**Goal**. In the listing below, replace every "In this picture" with "In this image" and leave everything else unchanged.

(Raw listing)
☆ ☆ ☆ ☆

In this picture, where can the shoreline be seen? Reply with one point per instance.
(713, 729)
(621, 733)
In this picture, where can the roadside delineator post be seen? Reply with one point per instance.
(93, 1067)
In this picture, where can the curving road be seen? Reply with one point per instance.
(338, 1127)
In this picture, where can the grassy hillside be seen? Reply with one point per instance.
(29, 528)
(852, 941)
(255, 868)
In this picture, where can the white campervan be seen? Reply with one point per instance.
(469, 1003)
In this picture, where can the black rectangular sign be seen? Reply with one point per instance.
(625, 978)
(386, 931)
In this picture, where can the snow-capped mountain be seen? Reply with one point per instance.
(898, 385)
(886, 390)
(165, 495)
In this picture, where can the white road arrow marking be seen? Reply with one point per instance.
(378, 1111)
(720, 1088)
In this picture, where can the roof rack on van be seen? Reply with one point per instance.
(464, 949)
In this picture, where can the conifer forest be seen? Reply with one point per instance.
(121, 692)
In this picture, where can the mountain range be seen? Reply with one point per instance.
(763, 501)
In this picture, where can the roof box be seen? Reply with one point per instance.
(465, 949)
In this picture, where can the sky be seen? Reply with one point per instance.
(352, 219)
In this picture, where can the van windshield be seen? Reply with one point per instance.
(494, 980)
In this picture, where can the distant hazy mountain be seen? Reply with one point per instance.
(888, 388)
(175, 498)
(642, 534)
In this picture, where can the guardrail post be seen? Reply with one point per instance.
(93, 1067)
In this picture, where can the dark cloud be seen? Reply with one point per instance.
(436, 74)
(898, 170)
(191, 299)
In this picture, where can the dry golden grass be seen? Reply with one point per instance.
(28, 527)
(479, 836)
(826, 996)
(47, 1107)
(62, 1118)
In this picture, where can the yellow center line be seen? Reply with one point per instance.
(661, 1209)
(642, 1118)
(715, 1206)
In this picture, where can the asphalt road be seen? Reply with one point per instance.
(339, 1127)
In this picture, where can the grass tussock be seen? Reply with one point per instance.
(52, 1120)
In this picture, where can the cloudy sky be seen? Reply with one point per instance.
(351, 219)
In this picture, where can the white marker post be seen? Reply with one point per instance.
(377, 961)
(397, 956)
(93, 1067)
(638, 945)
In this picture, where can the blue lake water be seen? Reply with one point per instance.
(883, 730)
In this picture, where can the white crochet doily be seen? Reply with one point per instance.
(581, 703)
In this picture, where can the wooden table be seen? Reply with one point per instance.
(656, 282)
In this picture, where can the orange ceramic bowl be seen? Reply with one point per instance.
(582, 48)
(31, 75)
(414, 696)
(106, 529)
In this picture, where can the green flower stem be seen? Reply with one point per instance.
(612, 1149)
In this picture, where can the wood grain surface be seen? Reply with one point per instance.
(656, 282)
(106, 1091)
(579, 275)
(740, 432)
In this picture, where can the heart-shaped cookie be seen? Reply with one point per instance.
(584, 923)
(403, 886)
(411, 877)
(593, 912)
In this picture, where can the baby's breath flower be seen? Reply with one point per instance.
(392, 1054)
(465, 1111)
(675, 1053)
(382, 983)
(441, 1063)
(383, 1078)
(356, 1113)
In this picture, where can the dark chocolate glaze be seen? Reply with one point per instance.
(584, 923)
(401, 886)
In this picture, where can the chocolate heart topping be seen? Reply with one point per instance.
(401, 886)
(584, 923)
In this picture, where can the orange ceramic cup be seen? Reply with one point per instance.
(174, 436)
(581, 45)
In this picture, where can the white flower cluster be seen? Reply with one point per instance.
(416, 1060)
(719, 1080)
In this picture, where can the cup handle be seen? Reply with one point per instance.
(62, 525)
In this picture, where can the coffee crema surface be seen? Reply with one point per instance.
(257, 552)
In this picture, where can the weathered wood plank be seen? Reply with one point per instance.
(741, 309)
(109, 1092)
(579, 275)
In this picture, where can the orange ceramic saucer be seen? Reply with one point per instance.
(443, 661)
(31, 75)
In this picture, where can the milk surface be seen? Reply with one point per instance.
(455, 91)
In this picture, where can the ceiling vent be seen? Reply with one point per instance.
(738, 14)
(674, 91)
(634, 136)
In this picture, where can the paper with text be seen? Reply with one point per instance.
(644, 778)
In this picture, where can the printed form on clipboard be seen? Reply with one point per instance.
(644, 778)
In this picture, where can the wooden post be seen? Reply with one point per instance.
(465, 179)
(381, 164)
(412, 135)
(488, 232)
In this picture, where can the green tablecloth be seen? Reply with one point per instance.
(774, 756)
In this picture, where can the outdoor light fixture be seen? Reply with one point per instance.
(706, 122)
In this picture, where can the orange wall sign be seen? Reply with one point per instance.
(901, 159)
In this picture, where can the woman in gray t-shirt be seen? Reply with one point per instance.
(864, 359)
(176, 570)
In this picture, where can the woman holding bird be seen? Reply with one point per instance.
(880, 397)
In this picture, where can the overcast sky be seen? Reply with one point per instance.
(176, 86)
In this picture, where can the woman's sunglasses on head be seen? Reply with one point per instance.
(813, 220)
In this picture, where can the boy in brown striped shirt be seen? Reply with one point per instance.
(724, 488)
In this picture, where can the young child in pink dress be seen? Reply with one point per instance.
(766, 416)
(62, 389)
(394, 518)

☆ ☆ ☆ ☆

**Correct answer**.
In this image, where can the shoreline be seen? Reply with one point per instance.
(713, 729)
(621, 733)
In this image, where can the roadside delineator post be seen? Reply with one point per instance.
(93, 1067)
In this image, where can the curving road be seen? Reply with one point per instance.
(338, 1127)
In this image, where can the grassy hillside be seen? Reply with one point per instance.
(29, 528)
(852, 941)
(255, 868)
In this image, where can the white campervan be seen? Reply with one point per instance.
(469, 1003)
In this image, where can the black rectangular sign be seen? Reply with one point per instance.
(625, 978)
(386, 931)
In this image, where can the snow-capped mountain be seen? Reply with one point per instance.
(898, 385)
(886, 390)
(165, 495)
In this image, where can the white road arrow marking be seen? Reply with one point per instance.
(378, 1111)
(720, 1088)
In this image, where can the roof rack on van be seen? Reply with one point per instance.
(464, 949)
In this image, where can the conifer forest be seen? Reply with one point per instance.
(121, 692)
In this image, where can the mountain range be seen? Reply with one point per instance.
(763, 501)
In this image, where can the roof box be seen? Reply with one point per instance.
(465, 949)
In this image, where can the sky be seen? Reply with one point per instance.
(352, 219)
In this image, where can the van windshield be seen? Reply with one point per instance.
(494, 980)
In this image, where can the distant hazy mountain be seen? Reply with one point per instance.
(888, 388)
(175, 498)
(642, 534)
In this image, where can the guardrail post be seen? Reply with one point per instance.
(93, 1067)
In this image, where can the dark cloud be seen? Reply with one point per instance.
(436, 74)
(898, 170)
(191, 299)
In this image, where can the dry golden grass be seen? Reply with one point per instance.
(28, 527)
(479, 836)
(826, 996)
(47, 1107)
(62, 1118)
In this image, where can the yellow center line be seen? Reply with one point per instance.
(661, 1209)
(642, 1118)
(715, 1206)
In this image, where can the asphalt road be seen? Reply with one point per instance.
(339, 1127)
In this image, where can the grass tussock be seen? Reply with one point per instance.
(52, 1120)
In this image, where can the cloudy sky be seen? Reply with one point per instance.
(351, 219)
In this image, where can the white marker post be seen? Reply with one point per instance.
(377, 961)
(397, 956)
(93, 1067)
(638, 945)
In this image, where can the blue lake water be seen? Reply with one point per instance.
(883, 730)
In this image, where can the white crochet doily be seen? Reply with one point per instance.
(581, 703)
In this image, where can the wooden table be seen? Reply with one point per instance.
(656, 282)
In this image, where can the orange ceramic bowl be seen? Reply with one point per instance.
(582, 48)
(31, 75)
(414, 696)
(106, 529)
In this image, where can the green flower stem be seen? Reply with one point per instance.
(612, 1149)
In this image, where can the wood grain surface be seen? Reply with one point per instance.
(656, 282)
(106, 1091)
(579, 275)
(740, 432)
In this image, where can the heart-shaped cookie be seen? Reply with one point per instance.
(584, 923)
(403, 886)
(411, 877)
(593, 912)
In this image, where can the baby's breath flower be seen? Reply with one point per instance.
(392, 1054)
(465, 1111)
(675, 1053)
(382, 983)
(441, 1063)
(383, 1078)
(356, 1113)
In this image, where can the dark chocolate glaze be seen? Reply with one point per instance.
(584, 923)
(401, 886)
In this image, where can the chocolate heart topping be seen? Reply with one point per instance.
(401, 886)
(584, 923)
In this image, where can the orange ceramic cup be seen? Reply with one point per instance.
(174, 436)
(581, 45)
In this image, where can the white flower cluster be seen? Reply with one point per instance.
(416, 1060)
(719, 1080)
In this image, where can the cup handle be seen? Reply with one point per instance.
(62, 525)
In this image, where can the coffee crema surface be seen? Reply with one point per instance.
(257, 552)
In this image, where can the weathered wood plank be seen? Reply with one point per instance.
(741, 309)
(109, 1092)
(579, 275)
In this image, where can the orange ceramic saucer be seen? Reply with one point per instance.
(443, 661)
(31, 75)
In this image, where can the milk surface be seen? Reply with one point per instance.
(455, 91)
In this image, where can the ceiling vent be seen? Reply with one point per instance.
(738, 14)
(674, 91)
(634, 136)
In this image, where can the paper with text be seen? Reply with one point per instance.
(644, 778)
In this image, where can the printed form on clipboard be seen? Reply with one point per instance.
(644, 778)
In this image, where can the wooden post be seen? Reply with one point per instance.
(465, 179)
(381, 164)
(412, 135)
(488, 232)
In this image, where can the green tablecloth be seen? Reply with one point per instance.
(774, 756)
In this image, where can the outdoor light fixture be seen? Reply with one point per instance.
(706, 122)
In this image, where can the orange wall sign be seen? Reply with one point per instance.
(901, 159)
In this image, where can the woman in gray t-shirt be seen? Reply with one point per instance.
(864, 359)
(176, 570)
In this image, where can the woman holding bird be seen? Reply with one point per instance.
(880, 397)
In this image, where can the overcast sky be seen? Reply with one point per instance.
(176, 86)
In this image, where can the woman's sunglasses on head be seen? Reply with one point per instance.
(813, 220)
In this image, where can the boy in brown striped shirt be seen? Reply with one point per instance.
(724, 488)
In this image, where can the young child in pink dress be seen? Reply with one point per instance.
(766, 416)
(62, 389)
(394, 518)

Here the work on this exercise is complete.